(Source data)
■ ■ ■ ■ ■
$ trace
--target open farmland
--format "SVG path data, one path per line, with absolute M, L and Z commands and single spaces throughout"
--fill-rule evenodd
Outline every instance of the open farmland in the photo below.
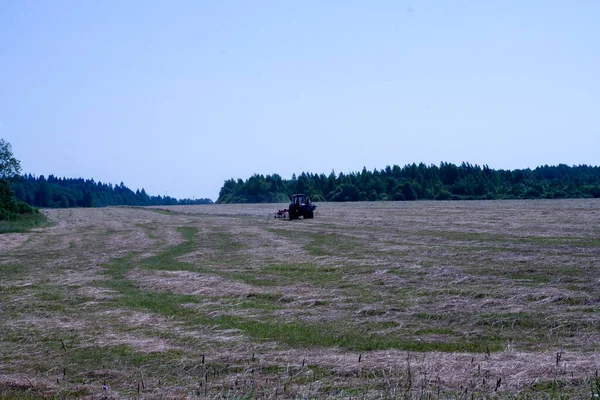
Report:
M 0 235 L 0 398 L 600 394 L 600 201 L 44 211 Z

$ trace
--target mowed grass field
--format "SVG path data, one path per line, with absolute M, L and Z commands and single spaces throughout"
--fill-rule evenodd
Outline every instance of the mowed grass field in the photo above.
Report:
M 600 201 L 284 207 L 0 235 L 0 399 L 600 395 Z

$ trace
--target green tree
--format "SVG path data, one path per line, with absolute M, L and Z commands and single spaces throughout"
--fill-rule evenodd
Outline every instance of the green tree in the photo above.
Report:
M 410 182 L 406 182 L 404 184 L 404 186 L 402 187 L 402 194 L 404 195 L 404 198 L 406 200 L 416 200 L 417 199 L 417 192 L 415 192 L 415 189 L 413 189 Z
M 17 201 L 5 179 L 0 179 L 0 221 L 12 219 L 17 213 Z
M 33 212 L 33 209 L 20 200 L 10 187 L 9 180 L 21 173 L 21 164 L 12 153 L 10 143 L 0 139 L 0 220 L 14 220 L 19 214 Z
M 10 180 L 21 173 L 21 163 L 12 153 L 12 146 L 0 139 L 0 179 Z
M 85 192 L 83 194 L 83 199 L 81 200 L 82 207 L 94 207 L 94 196 L 92 192 Z
M 42 180 L 35 192 L 34 205 L 36 207 L 50 207 L 52 205 L 52 189 L 45 179 Z

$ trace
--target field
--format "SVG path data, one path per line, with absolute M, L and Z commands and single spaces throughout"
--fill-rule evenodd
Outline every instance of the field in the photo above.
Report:
M 600 395 L 600 201 L 284 206 L 0 235 L 0 399 Z

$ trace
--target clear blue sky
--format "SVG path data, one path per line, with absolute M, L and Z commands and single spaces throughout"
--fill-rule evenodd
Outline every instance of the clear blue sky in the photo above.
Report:
M 600 1 L 0 1 L 24 172 L 210 197 L 254 173 L 600 162 Z

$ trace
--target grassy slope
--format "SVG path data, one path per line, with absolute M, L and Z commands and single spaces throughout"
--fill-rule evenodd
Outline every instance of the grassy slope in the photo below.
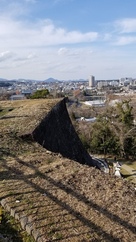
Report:
M 0 103 L 14 108 L 0 119 L 1 199 L 28 217 L 41 241 L 134 241 L 133 184 L 20 138 L 57 101 Z

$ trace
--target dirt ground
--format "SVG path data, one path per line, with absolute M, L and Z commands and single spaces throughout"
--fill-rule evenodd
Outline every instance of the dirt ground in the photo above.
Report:
M 20 137 L 56 102 L 0 103 L 6 108 L 0 119 L 0 200 L 16 217 L 27 216 L 41 242 L 136 241 L 133 183 Z

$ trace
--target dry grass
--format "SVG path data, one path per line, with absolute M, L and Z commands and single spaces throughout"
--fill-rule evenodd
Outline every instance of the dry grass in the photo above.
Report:
M 135 241 L 135 187 L 22 140 L 58 100 L 1 102 L 0 196 L 41 241 Z M 18 201 L 18 202 L 17 202 Z

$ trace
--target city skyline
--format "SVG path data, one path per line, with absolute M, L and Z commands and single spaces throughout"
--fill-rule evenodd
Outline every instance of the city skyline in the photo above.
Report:
M 0 0 L 0 77 L 136 77 L 133 0 Z

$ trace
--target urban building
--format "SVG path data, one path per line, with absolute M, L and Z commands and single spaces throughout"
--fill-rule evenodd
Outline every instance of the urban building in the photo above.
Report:
M 95 77 L 89 76 L 89 87 L 95 87 Z

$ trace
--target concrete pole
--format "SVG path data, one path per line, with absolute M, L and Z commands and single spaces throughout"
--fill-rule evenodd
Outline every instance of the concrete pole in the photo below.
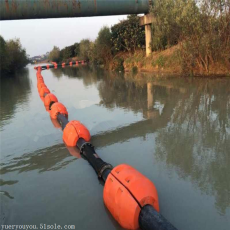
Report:
M 152 33 L 151 33 L 151 24 L 155 21 L 153 15 L 146 14 L 140 17 L 140 26 L 145 26 L 145 45 L 146 45 L 146 56 L 148 57 L 152 53 L 151 49 L 151 41 L 152 41 Z
M 146 57 L 148 57 L 152 53 L 151 41 L 152 41 L 151 25 L 147 24 L 145 25 Z

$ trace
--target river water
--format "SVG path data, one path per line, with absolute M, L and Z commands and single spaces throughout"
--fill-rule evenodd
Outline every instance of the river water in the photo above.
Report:
M 122 75 L 68 67 L 42 72 L 96 152 L 154 182 L 179 230 L 230 229 L 230 78 Z M 103 185 L 67 149 L 37 92 L 33 66 L 1 79 L 1 224 L 121 229 Z M 64 229 L 64 228 L 63 228 Z

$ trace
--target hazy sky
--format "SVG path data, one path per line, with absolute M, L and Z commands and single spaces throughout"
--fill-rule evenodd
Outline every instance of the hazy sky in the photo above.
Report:
M 94 40 L 101 27 L 114 25 L 124 18 L 126 16 L 0 21 L 0 34 L 5 40 L 20 38 L 32 57 L 45 54 L 53 46 L 64 48 L 83 38 Z

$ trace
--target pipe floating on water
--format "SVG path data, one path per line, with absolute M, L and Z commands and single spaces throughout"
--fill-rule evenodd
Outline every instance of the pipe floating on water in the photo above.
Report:
M 84 64 L 80 62 L 65 65 Z M 57 97 L 50 93 L 44 83 L 41 71 L 65 66 L 52 63 L 35 67 L 37 88 L 46 110 L 52 120 L 57 120 L 63 130 L 63 141 L 67 147 L 77 147 L 104 181 L 103 200 L 114 219 L 125 229 L 136 230 L 176 230 L 160 213 L 155 185 L 143 174 L 127 164 L 113 168 L 104 162 L 90 143 L 90 132 L 80 121 L 68 121 L 68 111 Z
M 74 66 L 74 65 L 78 66 L 79 64 L 85 65 L 85 64 L 87 64 L 87 61 L 81 60 L 81 61 L 67 62 L 67 63 L 63 62 L 61 64 L 57 64 L 56 62 L 51 62 L 51 63 L 52 63 L 52 65 L 35 66 L 34 69 L 35 70 L 41 69 L 41 71 L 42 71 L 42 70 L 46 70 L 46 69 L 53 69 L 53 68 L 56 69 L 57 67 L 64 68 L 65 66 Z

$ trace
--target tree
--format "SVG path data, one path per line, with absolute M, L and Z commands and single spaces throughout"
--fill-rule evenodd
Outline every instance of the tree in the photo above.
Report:
M 66 46 L 60 52 L 62 61 L 68 61 L 68 59 L 74 57 L 75 55 L 75 45 Z
M 8 71 L 9 62 L 7 60 L 7 47 L 6 42 L 2 36 L 0 36 L 0 73 Z
M 79 45 L 79 56 L 86 61 L 94 59 L 94 43 L 89 39 L 83 39 Z
M 10 72 L 15 72 L 29 63 L 26 50 L 22 48 L 19 39 L 9 40 L 7 42 L 7 56 Z
M 182 68 L 208 73 L 230 65 L 229 0 L 155 0 L 152 49 L 180 44 Z
M 79 53 L 80 53 L 80 44 L 79 43 L 75 43 L 74 46 L 75 46 L 74 56 L 78 56 Z
M 50 61 L 53 61 L 53 62 L 61 61 L 61 52 L 57 46 L 54 46 L 54 48 L 51 50 L 49 54 L 49 59 Z
M 99 62 L 102 62 L 105 66 L 112 58 L 112 41 L 111 32 L 108 27 L 103 27 L 95 41 L 95 53 Z
M 145 45 L 144 27 L 139 25 L 137 15 L 129 15 L 126 20 L 112 26 L 111 32 L 113 52 L 134 52 Z
M 19 39 L 5 41 L 0 36 L 0 50 L 1 76 L 2 74 L 12 74 L 29 63 L 26 50 L 22 48 Z

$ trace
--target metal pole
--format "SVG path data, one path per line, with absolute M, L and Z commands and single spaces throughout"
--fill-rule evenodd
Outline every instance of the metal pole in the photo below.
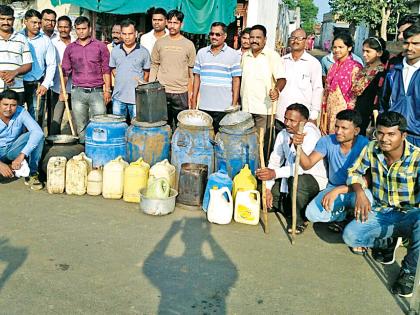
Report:
M 413 296 L 410 300 L 410 310 L 408 311 L 409 315 L 417 315 L 420 313 L 420 256 L 417 260 L 417 268 L 416 268 L 416 277 L 414 279 L 414 287 L 413 287 Z

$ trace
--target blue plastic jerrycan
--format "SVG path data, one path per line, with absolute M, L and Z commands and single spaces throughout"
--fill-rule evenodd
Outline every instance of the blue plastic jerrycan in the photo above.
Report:
M 227 173 L 225 163 L 221 163 L 220 169 L 216 173 L 211 174 L 207 180 L 206 190 L 204 192 L 203 199 L 203 210 L 205 212 L 207 212 L 210 202 L 210 190 L 215 186 L 218 189 L 222 187 L 227 187 L 232 192 L 233 181 Z

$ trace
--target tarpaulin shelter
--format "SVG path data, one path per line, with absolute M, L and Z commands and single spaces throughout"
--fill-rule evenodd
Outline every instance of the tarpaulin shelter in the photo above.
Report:
M 213 22 L 226 25 L 235 20 L 236 0 L 51 0 L 54 6 L 73 4 L 111 14 L 145 13 L 151 7 L 179 9 L 184 15 L 183 31 L 205 34 Z

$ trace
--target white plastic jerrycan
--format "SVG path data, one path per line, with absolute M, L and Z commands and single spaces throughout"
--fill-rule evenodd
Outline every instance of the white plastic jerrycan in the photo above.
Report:
M 66 163 L 64 156 L 53 156 L 47 164 L 47 190 L 50 194 L 62 194 L 66 186 Z
M 102 169 L 93 169 L 87 177 L 86 192 L 91 196 L 102 194 Z
M 258 190 L 239 190 L 235 198 L 235 221 L 251 225 L 258 224 L 260 202 L 260 192 Z
M 227 199 L 226 199 L 227 196 Z M 210 190 L 207 220 L 217 224 L 229 224 L 233 216 L 233 199 L 229 188 L 217 186 Z
M 167 159 L 161 162 L 157 162 L 150 168 L 149 181 L 153 181 L 156 178 L 166 178 L 169 181 L 171 188 L 175 188 L 175 166 L 169 163 Z
M 68 195 L 84 195 L 87 187 L 87 176 L 90 171 L 89 159 L 85 153 L 71 158 L 66 165 L 66 193 Z
M 104 166 L 102 196 L 107 199 L 120 199 L 124 192 L 124 169 L 128 163 L 121 156 Z

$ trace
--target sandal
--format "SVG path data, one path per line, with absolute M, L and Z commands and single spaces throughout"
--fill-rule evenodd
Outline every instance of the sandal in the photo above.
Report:
M 300 225 L 297 225 L 296 226 L 296 235 L 302 234 L 303 232 L 305 232 L 308 225 L 309 225 L 308 223 L 302 223 Z M 288 228 L 287 233 L 292 234 L 292 228 Z
M 349 247 L 349 249 L 354 255 L 365 256 L 368 253 L 366 247 Z
M 347 225 L 347 221 L 332 222 L 328 224 L 328 229 L 335 233 L 342 233 Z

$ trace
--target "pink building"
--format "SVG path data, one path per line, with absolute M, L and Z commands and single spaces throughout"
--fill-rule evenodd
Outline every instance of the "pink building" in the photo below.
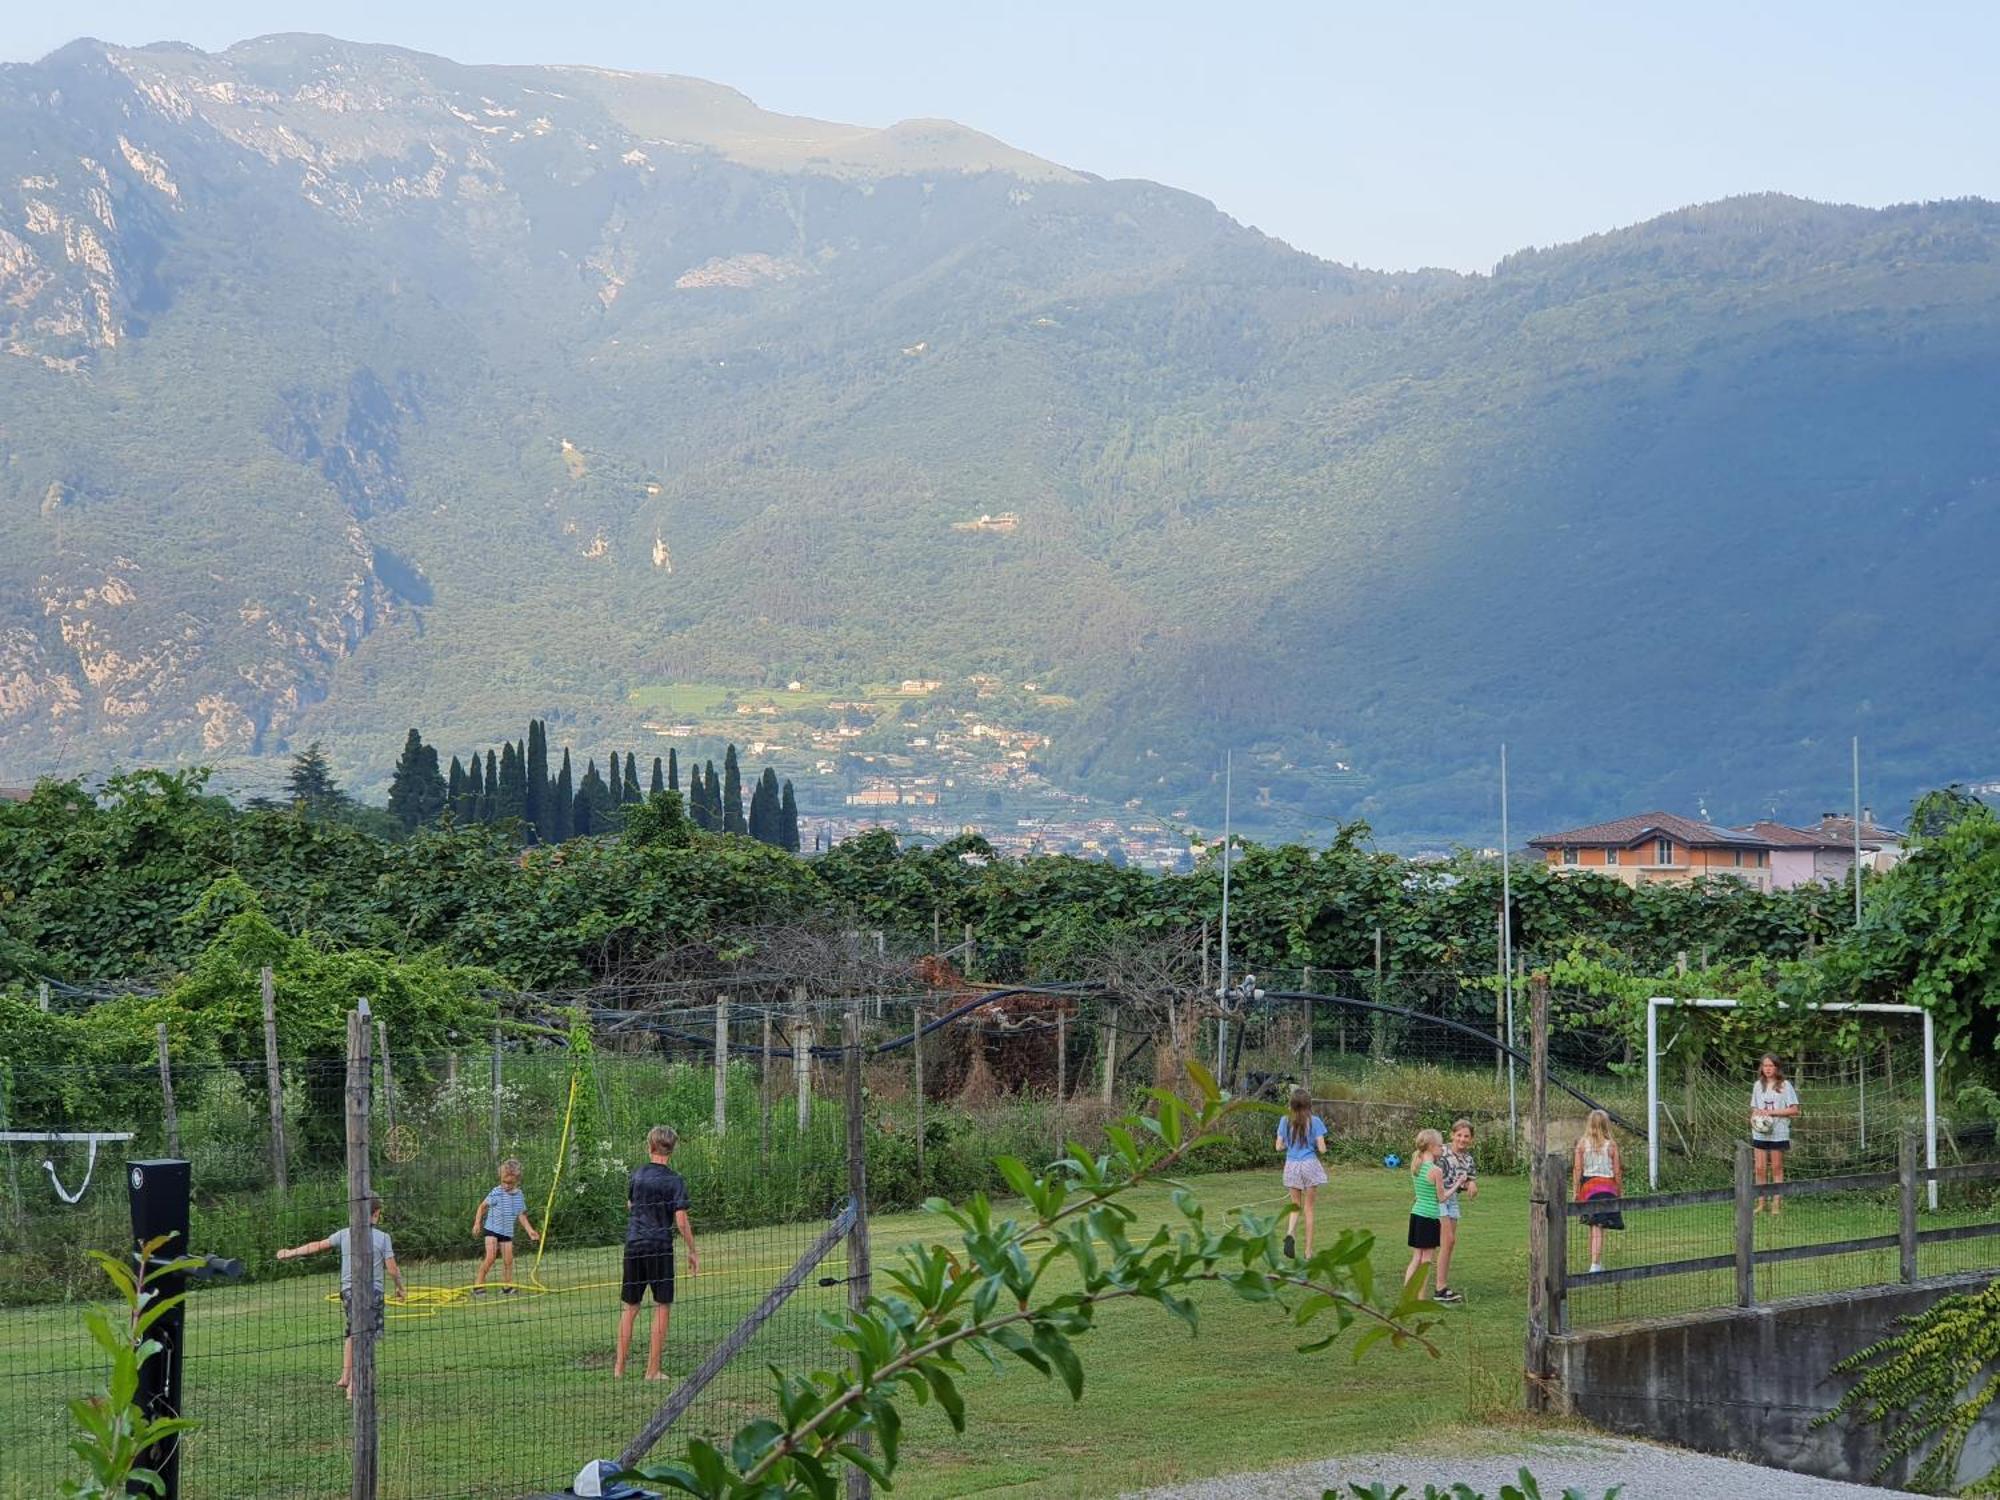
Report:
M 1854 868 L 1853 846 L 1838 843 L 1817 829 L 1762 822 L 1742 824 L 1741 830 L 1771 844 L 1774 891 L 1789 891 L 1814 881 L 1829 885 L 1845 881 Z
■ ■ ■ ■ ■
# WHAT TO DO:
Scan the lines above for the word "river" and copy every one where it occurs.

# RESULT FOR THIS TASK:
--target river water
Outline every instance of the river water in the photo above.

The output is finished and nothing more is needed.